If you are a consultant, a lobbyist, a law firm, or simply a person with inside knowledge of how Washington thinks, this post pertains to you (but you already know that, of course).

Two relevant reform proposals emerged in the wake of growing public outrage generated by CBS’ “Sixty Minutes” and other reports highlighting the ability of elected officials and their staff to trade on otherwise “non-public” information for personal investment gains. Near universal public outrage is about the only catalyst for Congressional action these days but, despite bipartisan grass-roots calls for reform, no singular solution is ever presented by Congress…. Instead, as many might have predicted, Congress produced two competing visions of what problems need to be addressed and how to go about it.

The Senate set forth its vision last Thursday when it passed the Stop Trading on Congressional Knowledge (“STOCK”) Act of 2012 in a lopsided, 96-3 roll call vote. In addition to tackling the fundamental problem not so subtly referenced in its title, the STOCK Act seeks to implement a number of aggressive ethics rules and revisions to the Lobbying Disclosure Act aimed at further restricting legislative and executive branch conflicts of interest and mandating more transparency in the area of non-lobbyist political consulting.

Most significantly for “Establishment Washington”, included within the Senate proposal’s ban on “insider trading” is a controversial obligation that all “political intelligence” consultants register and disclose their activities as if they were federal lobbyists, and a contentious legislative fix to the poorly-written “honest services fraud” statute that was recently-deemed unconstitutional by the U.S. Supreme Court in contexts outside of bribery and kickback schemes.

The language of the Senate bill would reach individuals and entities who engage in “political intelligence contacts” for the purpose of obtaining information from officials of the executive and legislative branches of government “for use in analyzing securities or commodities markets, or in informing investment decisions.” Any organization employing or retaining an individual who engages in one such contact would be required to register and report in the same fashion as if they were a lobbyist-registrant under the Lobbying Disclosure Act (LDA).  As such, they would be subject to the same quarterly and semi-annual disclosure requirements that lobbyist-registrants currently meet.

On a quarterly basis, via a Form LD-2, “political intelligence” registrants would need to disclose the “issue areas” their organizations are discussing, the legislative body or federal agencies they are contacting, the employee(s)/consultant(s) that engage in such contacts, and the total expenses incurred with regard to the intelligence-gathering activities. On a semi-annual basis, via a Form LD-203, political intelligence registrants would also need to disclose political contributions and contributions to events honoring or recognizing covered executive or legislative branch officials. Such contribution reports would be required of both individual consultants and their employing organizations, effectively opening up a new segment of the Washington political class to public scrutiny of its campaign and non-campaign donations. Certain limited exemptions to these disclosure requirements do exist under the Senate version of the bill, but they are not nearly as broad as those carved out under the LDA for current lobbyist-registrants.

════════

= Objective 1 =
Update the records below by replacing "conifer tree" with "evergreen tree" and keeping everything else the same.

════════

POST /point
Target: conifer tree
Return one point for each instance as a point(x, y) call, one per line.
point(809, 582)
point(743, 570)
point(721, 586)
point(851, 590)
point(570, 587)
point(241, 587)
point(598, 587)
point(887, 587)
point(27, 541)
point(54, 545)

════════

= Objective 2 =
According to the post on congressional insider trading reform, what was the Senate roll call vote that passed the STOCK Act of 2012?

= Task solution 1 =
POST /point
Target: evergreen tree
Return one point for each instance as a point(x, y) call, one per line.
point(809, 582)
point(743, 570)
point(721, 586)
point(851, 590)
point(570, 587)
point(241, 587)
point(598, 587)
point(887, 587)
point(27, 541)
point(54, 545)

= Task solution 2 =
96-3